Source material:

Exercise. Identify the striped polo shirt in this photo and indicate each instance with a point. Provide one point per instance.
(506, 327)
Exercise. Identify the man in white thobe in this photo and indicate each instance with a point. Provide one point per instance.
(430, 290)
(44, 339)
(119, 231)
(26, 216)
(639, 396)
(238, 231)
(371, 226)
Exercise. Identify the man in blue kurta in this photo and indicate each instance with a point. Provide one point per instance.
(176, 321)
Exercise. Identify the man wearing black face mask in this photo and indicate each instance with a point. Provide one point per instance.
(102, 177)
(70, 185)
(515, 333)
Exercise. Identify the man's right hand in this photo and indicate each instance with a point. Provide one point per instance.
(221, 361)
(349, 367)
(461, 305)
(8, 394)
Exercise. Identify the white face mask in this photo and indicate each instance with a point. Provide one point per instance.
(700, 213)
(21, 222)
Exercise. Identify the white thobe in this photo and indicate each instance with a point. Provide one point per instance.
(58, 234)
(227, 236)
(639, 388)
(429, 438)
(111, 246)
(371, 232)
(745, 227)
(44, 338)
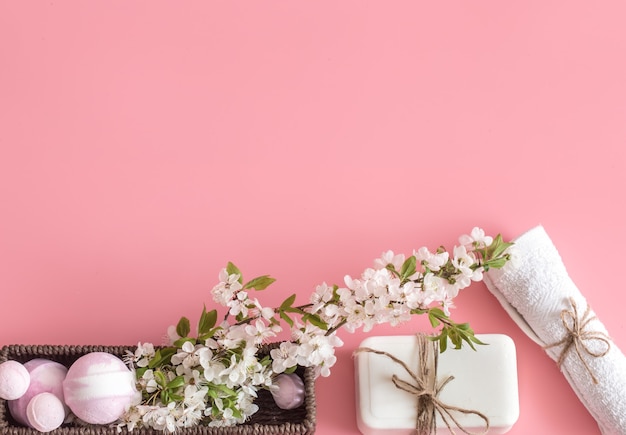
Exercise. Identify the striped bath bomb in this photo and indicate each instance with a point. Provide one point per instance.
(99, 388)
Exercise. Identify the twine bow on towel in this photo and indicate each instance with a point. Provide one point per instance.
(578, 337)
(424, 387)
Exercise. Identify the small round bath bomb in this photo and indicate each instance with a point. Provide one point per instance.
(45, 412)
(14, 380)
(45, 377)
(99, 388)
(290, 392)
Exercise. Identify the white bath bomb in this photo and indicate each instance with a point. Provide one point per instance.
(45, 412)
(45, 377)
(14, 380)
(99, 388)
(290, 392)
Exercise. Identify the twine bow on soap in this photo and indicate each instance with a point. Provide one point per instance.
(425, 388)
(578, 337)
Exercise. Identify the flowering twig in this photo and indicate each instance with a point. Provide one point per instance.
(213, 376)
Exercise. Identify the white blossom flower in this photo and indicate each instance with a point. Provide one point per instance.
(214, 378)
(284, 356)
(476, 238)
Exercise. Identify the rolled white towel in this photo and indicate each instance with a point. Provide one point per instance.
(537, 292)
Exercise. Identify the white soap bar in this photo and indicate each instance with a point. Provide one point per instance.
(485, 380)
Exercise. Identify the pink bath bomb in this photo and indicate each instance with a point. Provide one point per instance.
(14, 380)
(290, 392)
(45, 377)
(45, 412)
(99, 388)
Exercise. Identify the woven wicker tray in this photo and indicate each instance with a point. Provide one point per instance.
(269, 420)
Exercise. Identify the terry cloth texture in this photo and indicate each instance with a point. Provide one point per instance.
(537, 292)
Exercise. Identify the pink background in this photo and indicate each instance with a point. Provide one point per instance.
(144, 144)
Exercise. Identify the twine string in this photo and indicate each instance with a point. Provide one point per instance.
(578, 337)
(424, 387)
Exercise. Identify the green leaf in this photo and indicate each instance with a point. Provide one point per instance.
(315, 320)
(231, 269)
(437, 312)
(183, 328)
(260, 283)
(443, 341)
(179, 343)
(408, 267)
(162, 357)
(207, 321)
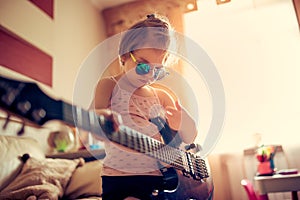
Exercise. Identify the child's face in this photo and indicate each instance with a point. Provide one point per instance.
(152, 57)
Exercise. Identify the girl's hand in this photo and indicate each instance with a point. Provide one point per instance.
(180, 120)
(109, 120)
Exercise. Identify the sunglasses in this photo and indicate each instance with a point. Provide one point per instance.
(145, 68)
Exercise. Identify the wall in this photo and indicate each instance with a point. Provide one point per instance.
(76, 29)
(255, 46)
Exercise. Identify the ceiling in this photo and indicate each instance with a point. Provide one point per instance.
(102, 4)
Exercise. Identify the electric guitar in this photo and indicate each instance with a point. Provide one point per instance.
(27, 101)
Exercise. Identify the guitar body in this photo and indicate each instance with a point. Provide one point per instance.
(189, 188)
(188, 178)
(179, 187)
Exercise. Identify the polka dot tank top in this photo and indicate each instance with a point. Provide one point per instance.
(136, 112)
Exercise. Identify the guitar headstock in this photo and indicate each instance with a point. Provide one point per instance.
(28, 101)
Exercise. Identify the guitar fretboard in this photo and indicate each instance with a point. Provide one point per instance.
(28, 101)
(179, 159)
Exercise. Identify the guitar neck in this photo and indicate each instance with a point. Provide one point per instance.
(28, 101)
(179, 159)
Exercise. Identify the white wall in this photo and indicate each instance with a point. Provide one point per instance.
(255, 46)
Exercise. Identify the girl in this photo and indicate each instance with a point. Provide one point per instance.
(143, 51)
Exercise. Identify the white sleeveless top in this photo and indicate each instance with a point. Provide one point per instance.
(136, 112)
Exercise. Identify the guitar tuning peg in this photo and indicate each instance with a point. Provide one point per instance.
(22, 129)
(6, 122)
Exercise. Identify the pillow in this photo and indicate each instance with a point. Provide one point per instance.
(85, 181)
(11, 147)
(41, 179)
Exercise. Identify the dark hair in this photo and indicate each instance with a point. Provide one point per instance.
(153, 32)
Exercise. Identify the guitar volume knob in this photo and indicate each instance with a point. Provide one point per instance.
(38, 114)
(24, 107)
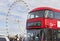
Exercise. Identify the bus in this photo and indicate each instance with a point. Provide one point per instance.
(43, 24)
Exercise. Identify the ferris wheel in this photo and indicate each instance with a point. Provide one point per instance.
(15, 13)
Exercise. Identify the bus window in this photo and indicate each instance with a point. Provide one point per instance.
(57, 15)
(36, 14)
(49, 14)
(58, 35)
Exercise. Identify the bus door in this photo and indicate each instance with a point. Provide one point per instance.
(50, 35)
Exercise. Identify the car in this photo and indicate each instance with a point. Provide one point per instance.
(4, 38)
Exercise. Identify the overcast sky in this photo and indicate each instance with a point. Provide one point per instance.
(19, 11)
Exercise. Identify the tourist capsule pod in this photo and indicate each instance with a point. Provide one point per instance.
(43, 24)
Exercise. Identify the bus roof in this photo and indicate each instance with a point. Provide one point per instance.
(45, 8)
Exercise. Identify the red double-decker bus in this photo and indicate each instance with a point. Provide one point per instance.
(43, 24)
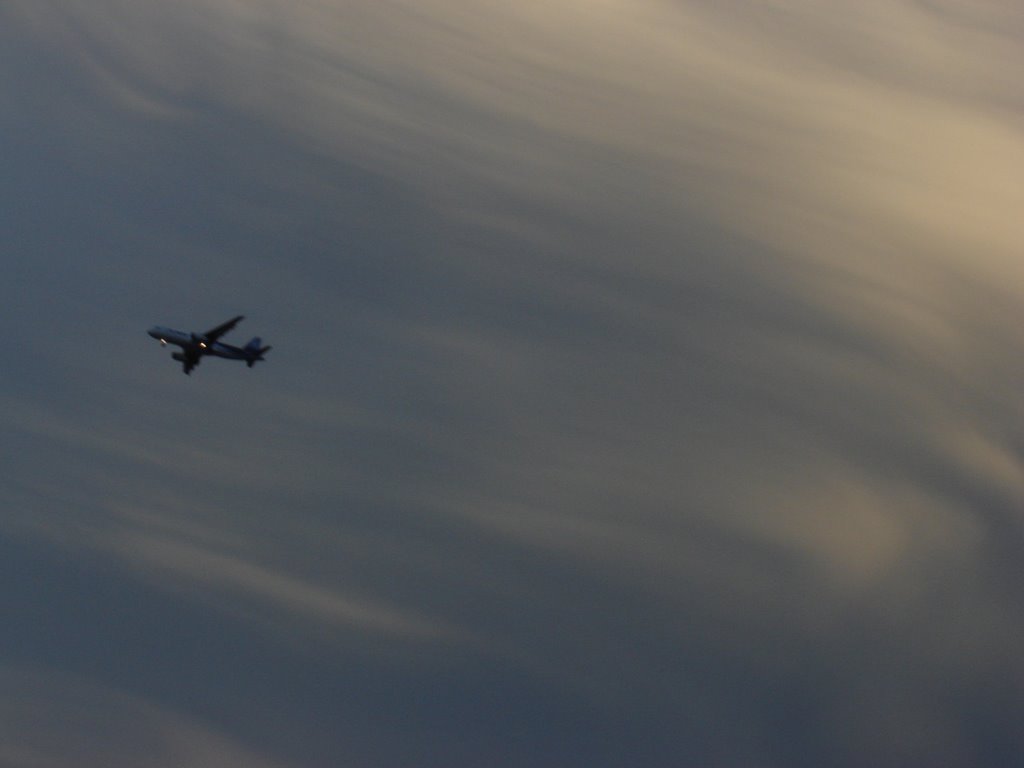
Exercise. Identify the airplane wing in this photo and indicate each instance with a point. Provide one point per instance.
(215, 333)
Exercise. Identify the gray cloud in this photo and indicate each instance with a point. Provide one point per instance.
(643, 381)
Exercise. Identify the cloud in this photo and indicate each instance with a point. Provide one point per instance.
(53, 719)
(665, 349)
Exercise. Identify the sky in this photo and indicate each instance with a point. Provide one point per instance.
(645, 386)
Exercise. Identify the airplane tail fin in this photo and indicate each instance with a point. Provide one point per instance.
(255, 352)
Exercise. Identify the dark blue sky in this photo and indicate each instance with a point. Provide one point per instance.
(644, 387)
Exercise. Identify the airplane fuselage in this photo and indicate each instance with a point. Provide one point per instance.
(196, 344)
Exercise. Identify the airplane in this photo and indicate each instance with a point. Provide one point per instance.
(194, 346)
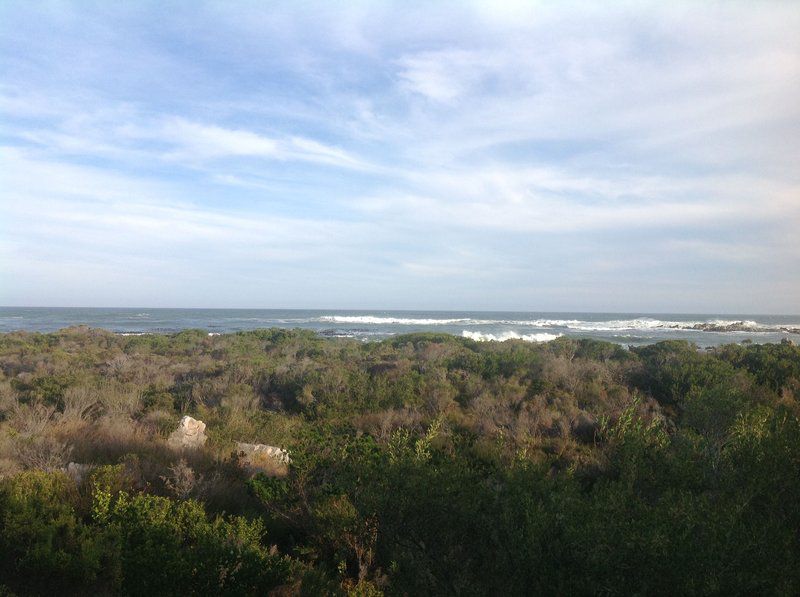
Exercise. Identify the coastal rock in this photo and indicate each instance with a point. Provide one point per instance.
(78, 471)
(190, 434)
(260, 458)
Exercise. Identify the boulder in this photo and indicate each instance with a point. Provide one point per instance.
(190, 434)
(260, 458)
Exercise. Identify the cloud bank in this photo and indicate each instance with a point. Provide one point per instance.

Exercise details: Update all the entries above by swapping "photo" for "image" every time it occurs, with nothing else changed. Leave the pictures out of your answer.

Output for this task:
Exercise. Identify the striped polo shirt in this image and indicate each instance with a point. Provide one point per instance.
(506, 327)
Exercise. Identify the man in white thobe in this image and indicate each instance with a point. Provide one point per instance.
(430, 290)
(44, 339)
(119, 231)
(26, 216)
(639, 396)
(238, 231)
(371, 226)
Exercise. Identify the man in blue kurta in this image and indicate each instance with a point. Provide one point per instance.
(176, 321)
Exercise. Identify the man wearing black face mask in this image and indicate each instance with a point. Provide one point per instance.
(102, 177)
(70, 185)
(515, 333)
Exercise. Identify the man's right hand in this image and indicate each instance with a point. Provide one point per instance.
(221, 361)
(349, 367)
(461, 305)
(8, 394)
Exercise. Identify the white face mask in this image and indicate each instance with a point. Provide one point per instance.
(700, 213)
(21, 222)
Exercise. Identify the white thobe in this image and indicate each instance with a point. Provide one point per instance.
(58, 234)
(227, 236)
(639, 388)
(429, 438)
(111, 246)
(371, 232)
(745, 227)
(44, 338)
Exercise. Identify the striped bath bomb in this image and indicate each instance with a point. Provide one point per instance.
(99, 388)
Exercise. Identify the twine bow on towel in this image and indicate each instance with a point. Provide one point per instance.
(578, 337)
(424, 387)
Exercise. Identify the small round bath bomb in this image and indicate each instance with a point. Provide one point per instance.
(45, 412)
(14, 380)
(45, 377)
(99, 388)
(290, 392)
Exercise. Identify the white bath bomb in this image and indicate each instance with a point. Provide one point per instance.
(45, 412)
(45, 377)
(14, 380)
(99, 388)
(290, 392)
Exercise. Identify the twine bow on soap in this image and indicate each instance with a point. Provide one point per instance.
(425, 388)
(578, 337)
Exercise. Identify the flowering twig in this image and indicate each instance with a point. Provide one point per instance.
(213, 376)
Exercise. Identify the white blossom flower in this image and indicate each instance with a point. Provide one point per instance.
(214, 378)
(284, 356)
(476, 238)
Exercise. Identify the rolled white towel in this image and indicate each instance with a point. Provide one point per instance.
(537, 292)
Exercise. Identify the white soap bar in this image and indicate each instance with a point. Provide one point per instance.
(485, 380)
Exercise. Identify the pink bath bomb in this image and indicate each instance with a point. Provide one point per instance.
(14, 380)
(290, 392)
(45, 377)
(45, 412)
(99, 388)
Exercise. Identify the woven wicker tray in this image and indicate each instance with a point. Provide one point per instance.
(269, 420)
Exercise. Identify the terry cloth texture in this image and indicate each instance with a point. Provide one point per instance.
(537, 292)
Exercise. Identify the pink background in this image and indicate each instance with a point. Provide one point per instance.
(144, 144)
Exercise. Identify the twine string in this image and indicate each instance with a point. Provide one point per instance.
(578, 337)
(424, 387)
Exercise. Identify the green leaf in this image and indicate each instance with a point. Provide one point per instance.
(315, 320)
(231, 269)
(437, 312)
(183, 328)
(260, 283)
(443, 341)
(179, 343)
(408, 267)
(162, 357)
(207, 321)
Exercise. Identify the child's face in this image and indicate each instance with a point. Provide one point per instance.
(152, 57)
Exercise. Identify the girl's hand in this image and indicate each instance with a point. Provide one point per instance.
(180, 120)
(109, 120)
Exercise. Identify the sunglasses in this image and indicate each instance with a point. Provide one point per instance.
(145, 68)
Exercise. Identify the wall in this image and indicate each instance with a point. Provide one point per instance.
(76, 29)
(255, 46)
Exercise. Identify the ceiling in this image and indicate each instance with a point. Provide one point per instance.
(102, 4)
Exercise. Identify the electric guitar in this image and indicate each instance with a point. Provide one point per instance.
(27, 101)
Exercise. Identify the guitar body in this image and indicate each instance with a point. Provide one point per instance.
(189, 188)
(188, 178)
(179, 187)
Exercise. Identify the polka dot tank top in this image and indicate each instance with a point. Provide one point per instance.
(136, 112)
Exercise. Identify the guitar headstock in this image and indicate each instance with a point. Provide one point per instance.
(28, 101)
Exercise. Identify the guitar fretboard in this image and indicate each instance with a point. Provide one point per instance.
(28, 101)
(179, 159)
Exercise. Identify the guitar neck in this image and indicate each instance with a point. Provide one point per instance.
(28, 101)
(179, 159)
Exercise. Identify the white wall in this image and indicate each instance with a point. Provide one point per instance.
(255, 46)
Exercise. Identify the girl in this image and indicate each instance with a point. Provide one point per instance.
(143, 51)
Exercise. Identify the white sleeveless top in this image and indicate each instance with a point. Provide one point per instance.
(136, 112)
Exercise. Identify the guitar tuning peg in this image and indicate each instance with a point. Provide one point per instance.
(22, 129)
(6, 122)
Exercise. Identify the pillow in this image and indicate each instance with a point. Provide one point per instance.
(85, 181)
(11, 147)
(41, 179)
Exercise. Identify the dark hair in this image and indicate each instance with a point. Provide one point per instance.
(153, 32)
Exercise. Identify the guitar volume knob in this image and indicate each instance with a point. Provide one point per instance.
(38, 114)
(24, 107)
Exercise. Identify the bus in this image and indicate each instance with a point. Provide one point per instance.
(43, 24)
Exercise. Identify the ferris wheel in this image and indicate each instance with a point. Provide one point per instance.
(15, 13)
Exercise. Identify the bus window in this image and indicate each instance with a point. Provide one point per instance.
(57, 15)
(36, 14)
(49, 14)
(58, 35)
Exercise. Identify the bus door in this image and indicate each instance with a point. Provide one point per instance.
(50, 35)
Exercise. Identify the car in this image and indicate each instance with a point. Provide one point per instance.
(4, 38)
Exercise. Identify the overcast sky in this image and indicate each instance with a point. Provide one point per instance.
(19, 11)
Exercise. Identify the tourist capsule pod in this image and indicate each instance with a point. Provide one point per instance.
(43, 24)
Exercise. Identify the bus roof in this image and indicate each instance with a point. Provide one point per instance.
(45, 8)
Exercise. Identify the red double-decker bus in this image and indicate each instance with a point. Provide one point per instance.
(43, 24)
Exercise. Identify the airplane wing in this image and indicate each instance with a point. Provide one point per instance.
(215, 333)
Exercise. Identify the gray cloud in this image and indicate each instance with a point. Provide one point per instance.
(643, 381)
Exercise. Identify the cloud in this image and indicate each instance with a point. Provide one point per instance.
(53, 719)
(665, 349)
Exercise. Identify the sky in this image and indicate each instance with a point. Provide one point per instance.
(645, 386)
Exercise. Identify the airplane tail fin in this image and indicate each instance with a point. Provide one point per instance.
(255, 352)
Exercise. Identify the dark blue sky in this image and indicate each instance with a point. Provide one point per instance.
(644, 387)
Exercise. Identify the airplane fuselage in this image and indicate each instance with a point. Provide one point per instance.
(196, 344)
Exercise. Identify the airplane in this image and indicate each instance with a point. Provide one point per instance.
(194, 346)
Exercise. Identify the coastal rock in this image and indicate each instance with a point. Provide one point per instance.
(78, 471)
(190, 434)
(260, 458)
Exercise. Identify the boulder in this image and indicate each instance with a point. Provide one point per instance.
(190, 434)
(260, 458)
Exercise. Identify the cloud bank in this image and indicate each instance with a point. Provide one point per instance.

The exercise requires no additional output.